• What is expected
Collect each line in the items below that contains the string "hood", with case counting.

• Given data
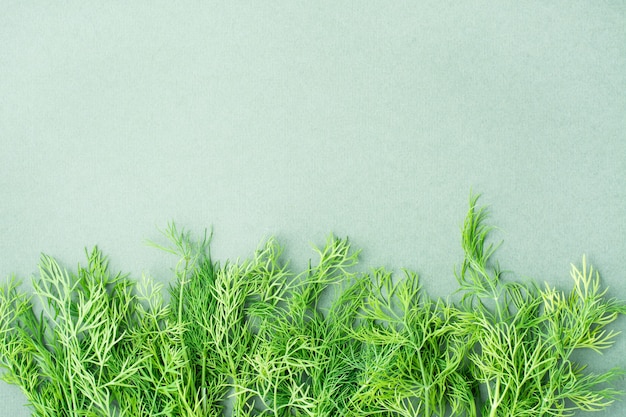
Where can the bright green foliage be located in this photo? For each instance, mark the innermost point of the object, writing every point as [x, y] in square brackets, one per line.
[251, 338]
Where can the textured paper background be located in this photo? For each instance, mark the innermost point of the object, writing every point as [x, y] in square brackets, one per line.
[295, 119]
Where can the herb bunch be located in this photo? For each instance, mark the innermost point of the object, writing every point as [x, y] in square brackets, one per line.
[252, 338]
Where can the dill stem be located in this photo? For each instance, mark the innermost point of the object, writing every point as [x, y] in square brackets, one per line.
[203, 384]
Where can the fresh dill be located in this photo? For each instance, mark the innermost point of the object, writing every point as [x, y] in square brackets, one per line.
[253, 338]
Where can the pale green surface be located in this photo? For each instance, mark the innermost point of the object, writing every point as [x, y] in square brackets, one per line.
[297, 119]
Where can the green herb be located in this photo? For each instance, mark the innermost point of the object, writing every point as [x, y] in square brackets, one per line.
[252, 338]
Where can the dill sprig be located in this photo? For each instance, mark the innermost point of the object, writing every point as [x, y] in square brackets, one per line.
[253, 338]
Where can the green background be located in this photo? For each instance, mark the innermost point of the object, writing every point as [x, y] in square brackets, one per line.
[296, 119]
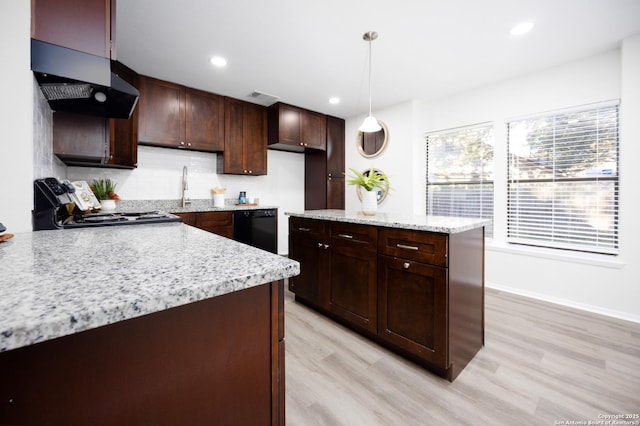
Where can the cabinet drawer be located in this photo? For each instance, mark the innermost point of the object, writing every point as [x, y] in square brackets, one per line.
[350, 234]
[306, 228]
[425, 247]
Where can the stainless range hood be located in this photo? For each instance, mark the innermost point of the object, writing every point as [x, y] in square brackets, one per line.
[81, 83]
...
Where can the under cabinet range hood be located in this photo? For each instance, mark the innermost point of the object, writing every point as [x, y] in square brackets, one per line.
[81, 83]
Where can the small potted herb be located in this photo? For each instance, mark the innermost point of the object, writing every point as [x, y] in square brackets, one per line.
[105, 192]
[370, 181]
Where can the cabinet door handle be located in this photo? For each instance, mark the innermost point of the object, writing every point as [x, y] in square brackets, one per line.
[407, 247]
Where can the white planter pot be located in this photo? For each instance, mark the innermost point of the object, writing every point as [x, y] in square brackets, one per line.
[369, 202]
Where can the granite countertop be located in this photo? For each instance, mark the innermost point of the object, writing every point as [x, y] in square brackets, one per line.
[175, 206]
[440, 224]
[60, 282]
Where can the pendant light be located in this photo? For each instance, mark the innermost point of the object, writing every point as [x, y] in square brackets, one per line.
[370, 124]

• Solution to this exercise
Where can the stainless range hood be located in this photo? For each instance, mark the innermost point of the object, writing every point as [x, y] in square brackets, one per line.
Where can the under cabinet range hood be located in this photo? For each instance, mark the innermost point of the object, writing every point as [x, y] in square brackets, one per line.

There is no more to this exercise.